::: TEXTAUSZUG

Wer heute Photovoltaik-Anlagen realisieren möchte, merkt das besonders. Während Anlagen auf dem eigenen Dach nach wie vor sehr attraktiv sein können, und auch Solarmodule auf Firmendächern wirtschaftlich sind und ohne all zu viel Papierkram realisiert werden können, trifft es die Genossenschaften mit voller Wucht. Zum einen ist für die Planer schwer abzusehen, ob sie mit ihrem Geschäft unter das neue Kapitalanlagegesetzbuch fallen, was dann aufgrund der enormen Berichtspflichten gegenüber der Finanzaufsicht das Ende eines Projektes bedeuten kann. Zum anderen tun sich Genossenschaften mit der Vermarktung ihres Stroms schwerer als etwa Energieversorger.

Und wenn für künftige Projekte, wie im Erneuerbare-Energien-Gesetz (EEG) vorgesehen, gar Ausschreibungen erfolgen müssen, können ehrenamtlich tätige Genossenschaften die Vermarktung von Strom in der Regel nicht mehr leisten. Zwar heißt es in der 2014er-Novelle des EEG auch, es solle „die Akteursvielfalt bei der Stromerzeugung aus erneuerbaren Energien erhalten bleiben“, was im Klartext bedeutet, dass auch Bürgergenossenschaften weiterhin Projekte umsetzen können sollen. „Die Bundesregierung hat es geschafft, die Energiewende auszubremsen“ sagt Prietzel. Trotzdem kapituliert die Begeno nicht: „Wir versuchen zu machen, was in dem aktuellen Rahmen möglich ist, und hoffen auf bessere Bedingungen nach der nächsten EEG-Novelle“, sagt Prietzel.

::::::

**ERFORDERLICHE AUFGABEN:**
1. Womit tun sich Genossenschaften laut dem Textauszug über Photovoltaik schwerer als Energieversorger?
2. Schreiben Sie den Textauszug über Photovoltaik im Anschluss an seinen letzten Satz weiter.

::: INHALT DES DATENSATZES

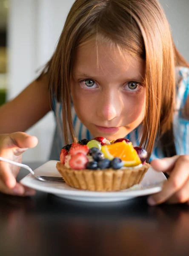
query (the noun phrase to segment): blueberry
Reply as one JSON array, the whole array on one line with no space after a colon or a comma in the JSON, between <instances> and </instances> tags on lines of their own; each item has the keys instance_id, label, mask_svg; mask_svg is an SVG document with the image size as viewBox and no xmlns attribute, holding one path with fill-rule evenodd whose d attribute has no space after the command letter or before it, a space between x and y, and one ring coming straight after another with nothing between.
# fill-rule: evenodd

::::::

**ANTWORTEN DER REIHE NACH:**
1. Mit der Vermarktung ihres Stroms.

2.
Zwei Solarprojekte hat die Genossenschaft derzeit in Arbeit: Eine 30-Kilowatt-Anlage auf der Grundschule Uphusen in Achim und eine 130-Kilowatt-Anlage auf einem Gewerbedach in Hemelingen. Früher waren solche Projekte einfach: Man speiste den Strom ins Netz und bekam eine definierte Vergütung. Diese Vergütung gibt es zwar immer noch, aber sie reicht nicht mehr, um die Investitionen zu finanzieren. Attraktiv sind Solarstromanlagen heute alleine durch den Eigenverbrauch. Schließlich ist der Strom vom Dach bereits deutlich billiger als der konventionelle Strom aus der Steckdose.

Im Privathaus kann man diesen Preisvorteil problemlos nutzen: Etwa ein Drittel des Stromverbrauchs fällt an, wenn die Sonne scheint – so lässt sich die Stromrechnung senken. Der Überschussstrom geht ins Netz und bringt auch noch eine Vergütung, doch erst der eingesparte Netzstrom bringt die Rendite.

Ähnlich müssen inzwischen auch Genossenschaften rechnen, wenn sie Photovoltaik-Anlagen planen. „Je höher der Eigenverbrauch ist, desto eher lohnt sich die Anlage“, sagt Prietzel. Also kommt es nicht mehr alleine auf die Eignung des Daches an, sondern auch auf den Stromverbraucher darunter: Je besser der Eigenbedarf dem Gang der Sonne entspricht, umso attraktiver ist das Projekt. Bei der Schulanlage rechnet die Bremer Genossenschaft mit einer Eigenverbrauchsquote von rund 35 Prozent, die Firmenanlage könnte auf rund 68 Prozent kommen.

Anders als im Einfamilienhaus braucht man aber in diesen Fällen Verträge mit den Stromabnehmern, und die sind diffizil. Hier hat die Deutsche Gesellschaft für Sonnenenergie (DGS) schon gute Vorarbeit geleistet: „Wir orientieren uns an einem Modell, das die DGS Franken entwickelt hat“, sagt Prietzel.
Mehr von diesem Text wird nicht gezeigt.